--- Start of DATASET RECORDS ---

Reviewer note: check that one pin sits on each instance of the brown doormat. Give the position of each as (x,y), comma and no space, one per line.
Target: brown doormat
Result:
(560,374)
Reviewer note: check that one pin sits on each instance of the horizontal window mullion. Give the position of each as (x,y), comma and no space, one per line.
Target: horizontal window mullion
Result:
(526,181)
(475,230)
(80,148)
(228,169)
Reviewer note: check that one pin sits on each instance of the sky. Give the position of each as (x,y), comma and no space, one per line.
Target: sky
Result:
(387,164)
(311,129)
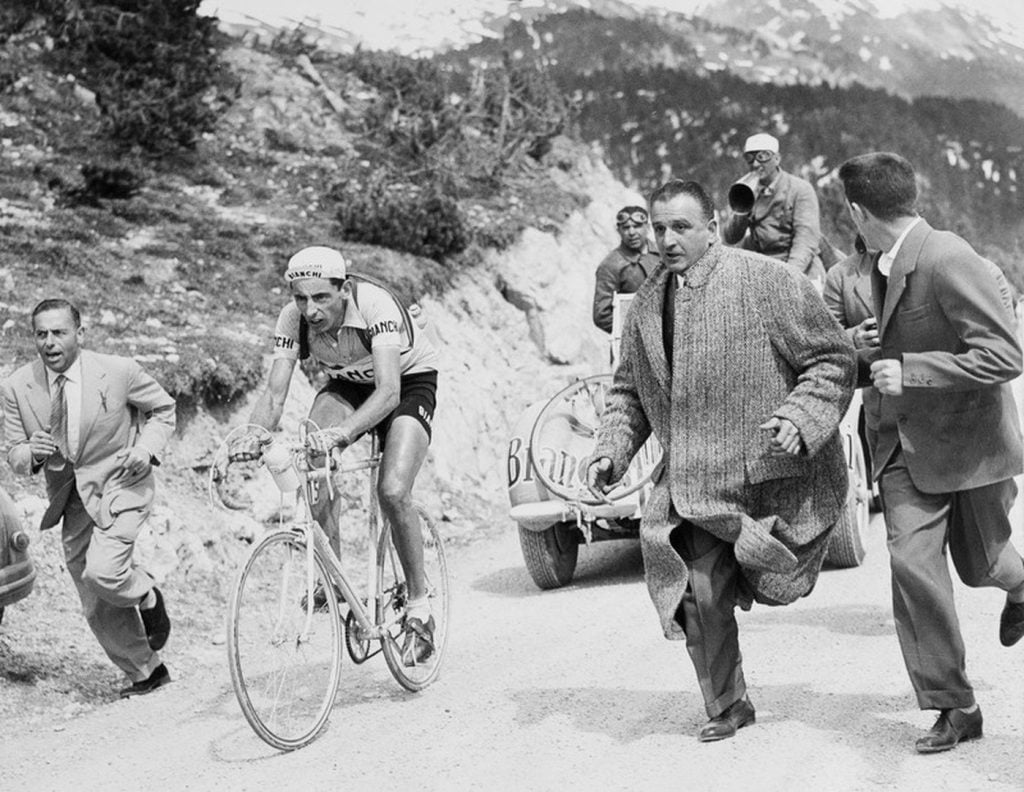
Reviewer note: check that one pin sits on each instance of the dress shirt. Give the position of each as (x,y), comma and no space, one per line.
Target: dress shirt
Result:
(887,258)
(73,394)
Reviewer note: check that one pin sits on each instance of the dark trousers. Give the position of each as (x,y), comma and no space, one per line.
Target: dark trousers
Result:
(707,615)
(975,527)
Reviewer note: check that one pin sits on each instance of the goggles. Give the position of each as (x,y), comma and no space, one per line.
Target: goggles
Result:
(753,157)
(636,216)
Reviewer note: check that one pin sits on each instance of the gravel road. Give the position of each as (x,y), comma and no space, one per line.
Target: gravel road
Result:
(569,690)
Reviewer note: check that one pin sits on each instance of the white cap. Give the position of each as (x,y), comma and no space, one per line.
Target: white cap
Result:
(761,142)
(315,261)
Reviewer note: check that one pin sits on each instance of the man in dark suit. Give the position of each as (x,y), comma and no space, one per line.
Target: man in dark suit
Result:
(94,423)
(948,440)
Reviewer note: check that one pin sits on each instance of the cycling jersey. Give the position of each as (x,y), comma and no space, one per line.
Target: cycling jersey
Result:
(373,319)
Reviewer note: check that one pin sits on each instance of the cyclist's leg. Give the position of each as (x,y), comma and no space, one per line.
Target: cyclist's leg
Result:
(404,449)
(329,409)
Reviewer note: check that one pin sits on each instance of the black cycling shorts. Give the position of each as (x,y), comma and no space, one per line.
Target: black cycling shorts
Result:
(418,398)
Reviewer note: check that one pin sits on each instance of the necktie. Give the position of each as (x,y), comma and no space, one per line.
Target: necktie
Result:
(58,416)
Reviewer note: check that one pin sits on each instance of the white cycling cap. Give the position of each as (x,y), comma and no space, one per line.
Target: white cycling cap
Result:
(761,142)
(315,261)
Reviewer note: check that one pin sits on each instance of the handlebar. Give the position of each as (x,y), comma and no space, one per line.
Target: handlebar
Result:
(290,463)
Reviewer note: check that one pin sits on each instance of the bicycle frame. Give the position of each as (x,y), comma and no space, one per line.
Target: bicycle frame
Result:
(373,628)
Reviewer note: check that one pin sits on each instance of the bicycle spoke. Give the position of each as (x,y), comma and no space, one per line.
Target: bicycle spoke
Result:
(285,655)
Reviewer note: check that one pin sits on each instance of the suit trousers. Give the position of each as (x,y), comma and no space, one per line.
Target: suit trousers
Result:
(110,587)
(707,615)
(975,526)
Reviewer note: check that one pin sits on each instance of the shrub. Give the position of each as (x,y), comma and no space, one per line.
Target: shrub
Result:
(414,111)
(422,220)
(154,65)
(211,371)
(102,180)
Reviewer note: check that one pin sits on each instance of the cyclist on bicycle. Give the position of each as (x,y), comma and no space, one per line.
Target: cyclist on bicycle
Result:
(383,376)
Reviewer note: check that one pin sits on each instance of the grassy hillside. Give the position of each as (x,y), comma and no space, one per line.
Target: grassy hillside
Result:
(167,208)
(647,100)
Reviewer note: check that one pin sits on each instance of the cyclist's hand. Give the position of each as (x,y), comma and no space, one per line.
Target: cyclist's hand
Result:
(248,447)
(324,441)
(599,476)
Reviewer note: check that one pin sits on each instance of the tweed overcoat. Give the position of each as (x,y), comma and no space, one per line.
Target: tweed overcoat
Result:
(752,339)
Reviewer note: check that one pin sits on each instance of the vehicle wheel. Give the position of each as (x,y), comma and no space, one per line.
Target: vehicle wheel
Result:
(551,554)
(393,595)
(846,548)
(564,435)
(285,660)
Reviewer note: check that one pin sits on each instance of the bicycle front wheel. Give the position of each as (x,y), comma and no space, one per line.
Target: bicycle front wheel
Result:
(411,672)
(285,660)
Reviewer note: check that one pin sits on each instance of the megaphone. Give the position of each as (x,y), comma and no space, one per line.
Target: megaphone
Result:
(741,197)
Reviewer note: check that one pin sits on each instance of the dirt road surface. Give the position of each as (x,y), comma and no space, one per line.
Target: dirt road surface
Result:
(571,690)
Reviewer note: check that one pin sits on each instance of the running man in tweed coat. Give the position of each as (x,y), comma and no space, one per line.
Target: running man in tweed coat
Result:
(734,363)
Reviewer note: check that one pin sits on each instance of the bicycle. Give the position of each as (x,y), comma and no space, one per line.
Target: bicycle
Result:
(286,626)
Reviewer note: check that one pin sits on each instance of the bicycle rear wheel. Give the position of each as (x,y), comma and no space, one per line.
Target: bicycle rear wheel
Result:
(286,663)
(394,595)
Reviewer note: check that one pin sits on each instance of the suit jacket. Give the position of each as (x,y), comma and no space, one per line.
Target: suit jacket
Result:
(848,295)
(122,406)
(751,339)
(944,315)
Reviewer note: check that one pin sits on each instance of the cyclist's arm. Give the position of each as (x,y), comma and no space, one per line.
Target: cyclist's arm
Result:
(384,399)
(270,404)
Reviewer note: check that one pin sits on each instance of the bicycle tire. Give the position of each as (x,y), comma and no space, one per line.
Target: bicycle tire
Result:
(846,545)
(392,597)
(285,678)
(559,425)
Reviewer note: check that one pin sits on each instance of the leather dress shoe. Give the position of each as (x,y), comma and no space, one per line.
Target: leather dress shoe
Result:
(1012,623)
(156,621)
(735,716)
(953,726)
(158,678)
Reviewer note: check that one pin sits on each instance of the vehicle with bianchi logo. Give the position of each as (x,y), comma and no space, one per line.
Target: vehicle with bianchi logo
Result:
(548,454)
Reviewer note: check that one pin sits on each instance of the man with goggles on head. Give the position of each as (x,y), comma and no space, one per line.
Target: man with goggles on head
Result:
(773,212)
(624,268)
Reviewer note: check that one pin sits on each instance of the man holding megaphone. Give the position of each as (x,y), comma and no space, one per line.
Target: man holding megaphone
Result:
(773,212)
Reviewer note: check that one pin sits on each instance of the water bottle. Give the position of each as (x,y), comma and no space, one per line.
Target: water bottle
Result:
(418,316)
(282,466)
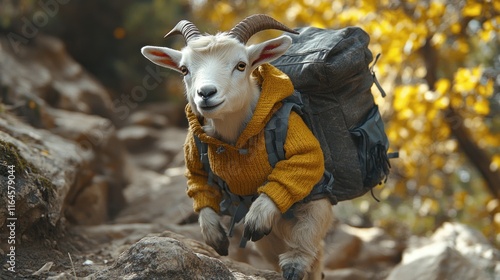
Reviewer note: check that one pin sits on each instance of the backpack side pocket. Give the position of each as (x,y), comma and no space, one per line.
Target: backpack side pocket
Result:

--- End of DATASET RECORDS ---

◆ **AIM**
Write out every line of the records above as a numbered list, dropping any blank lines and leaving the pictures out.

◆ **SOLUTION BELOW**
1. Reviewer note: check that one pin sits on each instance of the brown doormat. Give the position of each as (x,y), comma and no space, one per line.
2. Target: brown doormat
3. Result:
4. (560,374)
5. Reviewer note: check that one pin sits on each instance of the horizontal window mullion. Give the position of each as (x,y), comma and no space, one per line.
6. Target: horizontal window mullion
7. Result:
8. (526,181)
9. (475,230)
10. (80,148)
11. (228,169)
12. Reviewer note: check that one pin sits on each instance of the sky. Give the position of each as (x,y), comma and no space, one per line.
13. Target: sky
14. Result:
15. (387,164)
16. (311,129)
17. Reviewer note: check that one pin sits on each instance of the dress shirt. Give the position of each as (x,y), comma and no space, one per line.
18. Target: dress shirt
19. Result:
20. (887,258)
21. (73,394)
22. Reviewer note: check that one pin sits on each instance of the dark trousers. Give the position of each as (x,y), comma and no space, one per line.
23. Target: dark trousers
24. Result:
25. (707,615)
26. (975,527)
27. Reviewer note: check that one pin sits on each instance of the goggles. Give the position of each as (x,y), comma and no space, one per line.
28. Target: goggles
29. Result:
30. (753,157)
31. (636,216)
32. Reviewer note: check that one pin sits on each instance of the gravel road. Give the position of each as (x,y), comma and no space, one per line.
33. Target: gravel road
34. Result:
35. (569,690)
36. Reviewer note: check that one pin sits on each instance of the white cap. Give the position of each as (x,y), comma and no space, one per line.
37. Target: white cap
38. Result:
39. (761,142)
40. (315,261)
41. Reviewer note: check that one pin sits on each instance of the man in dark suit. Give the position of each as (x,y), comma and no space, one per line.
42. Target: man in dark suit
43. Result:
44. (94,423)
45. (948,440)
46. Reviewer note: check that one pin sits on each instance of the cycling jersey. Give the position of each as (x,y), comma and no space, one per line.
47. Target: cycling jersey
48. Result:
49. (373,319)
50. Reviewer note: check that one pin sits on each instance of the cyclist's leg. Give the position of each as (x,y), comma and no space, one per line.
51. Target: cyclist's leg
52. Result:
53. (404,449)
54. (329,409)
55. Reviewer note: check that one pin sits on each instance of the black cycling shorts. Give the position of each as (x,y), comma and no space, one per line.
56. Target: black cycling shorts
57. Result:
58. (418,398)
59. Reviewer note: check that one pin sits on each instance of the necktie. Give the position of each as (x,y), comma and no space, one per line.
60. Target: necktie
61. Result:
62. (58,416)
63. Reviewer note: check that one pin sits on each instance of the white cycling cap. Give the position of each as (x,y), comma and no space, one per line.
64. Target: white cycling cap
65. Result:
66. (761,142)
67. (315,261)
68. Reviewer note: check that one pin sits on each instance of the handlebar. Give the position of each as (x,y), comma and no space, one per line.
69. Target: handlebar
70. Result:
71. (290,463)
72. Reviewer note: check that one pin sits on each instance of the bicycle frame. Give the position of each as (x,y), comma and no space, one per line.
73. Target: bicycle frame
74. Result:
75. (373,628)
76. Reviewer note: check that one pin sits on each instance of the bicycle spoke. Give the position of each as (x,y), comma and no space, one per line.
77. Target: bicycle spoke
78. Result:
79. (285,655)
80. Reviewer note: check that one pin sits on each instance of the suit trousers. Give the position of each as (x,y), comma and no space, one per line.
81. Target: suit trousers
82. Result:
83. (110,587)
84. (707,615)
85. (975,526)
86. Reviewer note: check that one pin sits on each instance of the shrub. Give the position of each as (x,y), comma and no space, one per line.
87. Target: shrub
88. Result:
89. (414,111)
90. (422,220)
91. (154,65)
92. (211,371)
93. (102,180)
94. Reviewer note: check that one pin sits on each instance of the cyclist on bicycle. Give the position of each as (x,y), comma and no space, one per line.
95. Target: cyclist on bicycle
96. Result:
97. (383,376)
98. Reviewer note: check that one pin sits on each instance of the grassy hillside. Give the position of each as (x,y), comma and no space, one per line.
99. Target: grassy hillside
100. Result:
101. (167,208)
102. (647,100)
103. Reviewer note: check that one pin sits on each instance of the cyclist's hand. Give the position of each as (x,y), comma and no space, one per line.
104. Target: cyclist's hand
105. Result:
106. (248,447)
107. (324,441)
108. (599,476)
109. Reviewer note: check that one pin sits on each instance of the tweed overcoat. Give the position of each as (x,y), comma and no space, one per line.
110. Target: tweed overcoat
111. Result:
112. (752,339)
113. Reviewer note: check that one pin sits on each instance of the vehicle wheel. Give the position of each as (x,y), comma and no space, one per line.
114. Target: vehicle wheel
115. Result:
116. (551,554)
117. (393,595)
118. (846,548)
119. (564,435)
120. (285,660)
121. Reviewer note: check that one pin sits on each instance of the bicycle front wheel. Give the position of each as (x,y), comma and no space, one per line.
122. Target: bicycle front wheel
123. Result:
124. (411,672)
125. (285,660)
126. Reviewer note: check that one pin sits on each instance of the megaphone. Give the position of each as (x,y), comma and no space, one per line.
127. Target: megaphone
128. Result:
129. (741,197)
130. Reviewer note: check that one pin sits on each instance of the dirt road surface. Give the position of each as (x,y), comma and no space, one per line.
131. Target: dirt road surface
132. Result:
133. (571,690)
134. Reviewer note: check that one pin sits on each instance of the running man in tweed coat. Give the position of each as (x,y), comma and no space, one per line.
135. Target: running man in tweed coat
136. Result:
137. (734,363)
138. Reviewer note: check that one pin sits on each instance of the bicycle. Give the position of each as (x,y), comma and no space, one per line.
139. Target: bicycle
140. Result:
141. (286,626)
142. Reviewer note: check that one pin sits on each instance of the bicycle rear wheel. Give the position of each as (x,y), comma and no space, one per line.
143. Target: bicycle rear wheel
144. Result:
145. (286,663)
146. (394,595)
147. Reviewer note: check that one pin sits on each instance of the suit jacket. Give the position of each as (x,y), comma and no space, one per line.
148. Target: suit jacket
149. Result:
150. (848,295)
151. (122,406)
152. (751,339)
153. (944,315)
154. Reviewer note: check that one pin sits on each instance of the cyclist's arm. Give the position of each as (x,y), comma and no space, one per line.
155. Target: cyclist's arm
156. Result:
157. (384,399)
158. (270,404)
159. Reviewer note: check that one pin sits on each instance of the bicycle tire. Give the position of each as (x,y), comma and no space, one per line.
160. Target: bicycle tire
161. Result:
162. (846,545)
163. (392,597)
164. (285,678)
165. (559,425)
166. Reviewer note: check that one pin sits on each instance of the leather dress shoe. Give the position of each as (x,y), comma and no space, one per line.
167. Target: leather dress shoe
168. Result:
169. (1012,623)
170. (156,621)
171. (735,716)
172. (953,726)
173. (158,678)
174. Reviewer note: check that one pin sits on each instance of the vehicle with bianchi logo. Give the position of each as (x,y), comma and no space, one per line.
175. Target: vehicle with bianchi logo
176. Result:
177. (548,454)
178. Reviewer note: check that one pin sits on each instance of the man with goggles on head. Give the position of each as (x,y), comma and no space, one per line.
179. Target: man with goggles on head
180. Result:
181. (773,212)
182. (624,268)
183. Reviewer note: check that one pin sits on each instance of the man holding megaphone. Give the position of each as (x,y), comma and no space, one per line.
184. Target: man holding megaphone
185. Result:
186. (773,212)
187. Reviewer note: check that one pin sits on each instance of the water bottle. Give the position of each as (x,y), comma and no space, one per line.
188. Target: water bottle
189. Result:
190. (418,316)
191. (282,466)
192. Reviewer note: check that one pin sits on each instance of the backpack side pocket. Give the position of each as (x,y), comma and no space, one per line.
193. Target: backpack side pocket
194. Result:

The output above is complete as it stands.